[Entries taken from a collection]
=====

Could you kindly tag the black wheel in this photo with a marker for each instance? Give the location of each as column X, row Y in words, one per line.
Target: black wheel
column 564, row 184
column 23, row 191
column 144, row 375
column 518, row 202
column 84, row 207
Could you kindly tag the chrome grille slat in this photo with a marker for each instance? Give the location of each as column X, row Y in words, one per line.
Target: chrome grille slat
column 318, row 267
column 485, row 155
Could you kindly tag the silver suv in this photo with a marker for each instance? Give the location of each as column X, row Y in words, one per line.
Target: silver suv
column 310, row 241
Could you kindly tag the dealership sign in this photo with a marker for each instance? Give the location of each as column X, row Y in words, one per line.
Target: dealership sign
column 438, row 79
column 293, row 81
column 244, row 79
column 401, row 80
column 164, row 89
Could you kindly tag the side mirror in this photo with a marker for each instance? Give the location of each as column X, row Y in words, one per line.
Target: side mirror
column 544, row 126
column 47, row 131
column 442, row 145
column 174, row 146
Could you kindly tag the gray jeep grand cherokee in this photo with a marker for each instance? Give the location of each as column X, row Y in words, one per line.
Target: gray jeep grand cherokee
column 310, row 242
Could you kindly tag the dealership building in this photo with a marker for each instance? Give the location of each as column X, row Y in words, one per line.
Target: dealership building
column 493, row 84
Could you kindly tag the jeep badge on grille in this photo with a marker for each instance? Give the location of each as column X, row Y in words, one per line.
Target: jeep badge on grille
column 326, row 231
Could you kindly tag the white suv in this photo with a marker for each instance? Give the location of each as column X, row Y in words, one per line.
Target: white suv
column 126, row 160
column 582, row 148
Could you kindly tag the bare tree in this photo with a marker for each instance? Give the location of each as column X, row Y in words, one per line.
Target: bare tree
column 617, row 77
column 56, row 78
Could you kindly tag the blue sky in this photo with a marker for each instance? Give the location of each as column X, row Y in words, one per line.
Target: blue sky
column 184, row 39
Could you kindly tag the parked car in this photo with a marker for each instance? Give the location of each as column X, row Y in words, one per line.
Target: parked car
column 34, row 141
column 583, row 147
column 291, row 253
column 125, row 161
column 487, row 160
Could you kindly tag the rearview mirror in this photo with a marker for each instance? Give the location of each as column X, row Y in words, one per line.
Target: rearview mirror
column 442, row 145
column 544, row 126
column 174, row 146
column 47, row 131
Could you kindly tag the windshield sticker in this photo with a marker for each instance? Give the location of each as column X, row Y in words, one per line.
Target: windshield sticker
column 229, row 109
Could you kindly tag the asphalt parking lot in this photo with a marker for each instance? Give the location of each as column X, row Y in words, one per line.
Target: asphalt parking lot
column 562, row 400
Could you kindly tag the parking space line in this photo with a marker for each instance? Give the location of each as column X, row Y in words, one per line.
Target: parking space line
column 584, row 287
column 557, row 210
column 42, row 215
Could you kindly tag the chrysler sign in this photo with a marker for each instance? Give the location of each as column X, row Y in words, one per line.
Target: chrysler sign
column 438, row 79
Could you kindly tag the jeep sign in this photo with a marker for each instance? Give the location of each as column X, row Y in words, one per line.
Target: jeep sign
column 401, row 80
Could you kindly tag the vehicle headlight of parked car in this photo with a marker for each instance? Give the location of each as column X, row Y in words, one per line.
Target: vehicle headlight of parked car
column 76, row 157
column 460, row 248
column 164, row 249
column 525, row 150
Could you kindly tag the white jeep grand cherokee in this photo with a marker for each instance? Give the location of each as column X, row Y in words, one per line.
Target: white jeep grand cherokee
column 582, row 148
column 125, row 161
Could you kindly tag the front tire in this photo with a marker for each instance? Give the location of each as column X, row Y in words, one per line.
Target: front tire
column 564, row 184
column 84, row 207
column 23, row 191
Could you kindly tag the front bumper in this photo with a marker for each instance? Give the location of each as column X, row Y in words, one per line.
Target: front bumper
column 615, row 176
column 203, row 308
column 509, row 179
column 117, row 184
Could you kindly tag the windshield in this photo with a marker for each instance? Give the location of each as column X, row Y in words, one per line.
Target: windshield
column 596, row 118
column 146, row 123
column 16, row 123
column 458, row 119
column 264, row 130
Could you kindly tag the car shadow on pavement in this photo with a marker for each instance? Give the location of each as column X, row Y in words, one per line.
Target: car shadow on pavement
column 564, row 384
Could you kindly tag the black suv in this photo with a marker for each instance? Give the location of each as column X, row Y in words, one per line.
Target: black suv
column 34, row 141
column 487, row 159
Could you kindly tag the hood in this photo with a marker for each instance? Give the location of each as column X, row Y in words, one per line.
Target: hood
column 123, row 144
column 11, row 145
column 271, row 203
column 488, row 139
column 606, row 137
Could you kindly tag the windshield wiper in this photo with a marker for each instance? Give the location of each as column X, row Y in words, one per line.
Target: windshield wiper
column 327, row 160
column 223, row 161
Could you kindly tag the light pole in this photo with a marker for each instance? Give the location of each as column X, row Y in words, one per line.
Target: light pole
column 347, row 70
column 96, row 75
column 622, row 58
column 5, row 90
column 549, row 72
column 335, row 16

=====

[Task description] From the records above, extract every entry exactly as given.

[Answer to this exercise]
Could you kindly tag the black wheel in this photo with a marker for each instance? Give the location of each as column X, row Y in words, one per line.
Target: black wheel
column 564, row 184
column 23, row 191
column 144, row 375
column 518, row 202
column 84, row 207
Could you kindly tag the chrome grille slat in this photo with a marker for each instance? Give the location of each as column X, row Y in words, one per line.
Target: chrome grille slat
column 318, row 267
column 485, row 155
Could you kindly tag the silver suv in this photo with a marker for each instance? Give the location of each as column X, row Y in words, one per line.
Target: silver suv
column 310, row 241
Could you kindly tag the dealership sign in this photo with a marker for each instance? Give the location of each as column X, row Y in words, one per line.
Target: dealership sign
column 438, row 79
column 293, row 81
column 244, row 79
column 401, row 80
column 164, row 89
Could you kindly tag the side mirror in this photo with a marker for each instance? Give the location of each as column X, row Y in words, one per line.
Target: side mirror
column 544, row 126
column 47, row 131
column 442, row 145
column 174, row 146
Could you kindly tag the gray jeep grand cherokee in this photo with a marker for each instance? Give the location of each as column X, row Y in words, one per line.
Target: gray jeep grand cherokee
column 310, row 242
Could you kindly tag the dealership building in this photo with a marker for each instance? Give the location of each as column X, row Y in words, one per line.
Target: dealership building
column 493, row 84
Could you kindly tag the jeep badge on grille in this photo with a marker for each instance? Give the location of each as column X, row Y in words, one per line.
Target: jeep badge on grille
column 326, row 231
Could you kindly tag the white suv in this photo with a marker for each instance? Give the location of each as column X, row Y in words, one per line.
Target: white suv
column 126, row 160
column 582, row 148
Could you kindly tag the bare tree in this photo with a marker for each instance? Give the location of each as column X, row Y in words, one per line.
Target: bare tree
column 617, row 77
column 56, row 78
Could you kindly tag the blue sky in this photo with a marker for each instance? Give the location of each as column X, row Y in words, one per line.
Target: blue sky
column 184, row 39
Could you kindly tag the parked car in this photo with a marker for each instance? Give the location of each as column X, row Y in words, one per line.
Target: parked car
column 34, row 141
column 583, row 147
column 291, row 253
column 125, row 161
column 487, row 160
Could you kindly tag the rearview mirror in this photo with a marker for each instance? Give the location of each as column X, row Y in words, one per line.
Target: rearview mirror
column 442, row 145
column 544, row 126
column 174, row 146
column 47, row 131
Could you kindly tag the windshield sticker in this photo with a marker for each instance? Give the location of each as column X, row Y in words, one per line.
Target: windshield sticker
column 229, row 109
Could you kindly tag the asphalt parking lot in this photo with a marker for each instance? Give the location of each as column X, row Y in words, one per line.
Target: asphalt parking lot
column 562, row 400
Could you kindly tag the parking space line in this photo with a marker for each instance? Give the location of each as column X, row Y in words, one per line.
Target: parking space line
column 584, row 287
column 557, row 210
column 42, row 215
Could you kindly tag the chrysler sign in this photo with a marker for each instance? Give the location of each as column X, row Y in words, one per line.
Target: chrysler sign
column 438, row 79
Could you kindly tag the jeep sign in this photo with a marker for each instance? Give the location of each as column X, row Y in words, one per line.
Target: jeep sign
column 401, row 80
Could you kindly tag the vehicle headlight of parked car in this photo with a marker for each instance? Give the location of each as column X, row Y in words, one per line.
Target: vehicle headlight of parked car
column 76, row 157
column 460, row 248
column 164, row 249
column 525, row 150
Could you kindly tag the white jeep grand cherokee in this photo with a marker for each instance? Give the location of each as column X, row Y in words, one per line.
Target: white jeep grand cherokee
column 582, row 148
column 125, row 161
Could you kindly tag the front tire in this photo with a marker for each instance? Give the location of each as column X, row Y in words, one per line.
Target: front tire
column 564, row 184
column 84, row 207
column 23, row 191
Could you kindly tag the front bumper in this photo with a marker for each instance? Give the location of each as column X, row Y in words, one per line.
Target: front bumper
column 615, row 176
column 203, row 308
column 509, row 179
column 117, row 184
Could you kindly tag the windshield in this photo with a marker for each instance? Give the location of each as column X, row Y in words, one per line.
Target: windshield
column 596, row 118
column 146, row 123
column 16, row 123
column 458, row 119
column 264, row 130
Could you kindly tag the car shadow on pavement in this photo with a marker for each instance? Give the location of each as column X, row Y in words, one per line.
Target: car shadow on pavement
column 564, row 384
Could you kindly tag the black suv in this photo with a marker for each instance? Give the location of each as column X, row Y in words, one per line.
Target: black suv
column 34, row 141
column 487, row 159
Could you kindly tag the hood in this photo with a marker for each instance? Give the location of each as column X, row Y in words, one per line.
Target: hood
column 123, row 144
column 11, row 145
column 271, row 203
column 488, row 139
column 606, row 137
Could you kindly tag the windshield wiper in this photo with a marker for each instance? Give the location of each as column X, row Y in words, one per line.
Target: windshield wiper
column 327, row 160
column 223, row 161
Could you kindly tag the light pole in this photo with a marker for each instance? Give the location of each as column X, row Y in words, one per line.
Target: light pole
column 347, row 70
column 96, row 75
column 622, row 58
column 5, row 90
column 549, row 72
column 335, row 16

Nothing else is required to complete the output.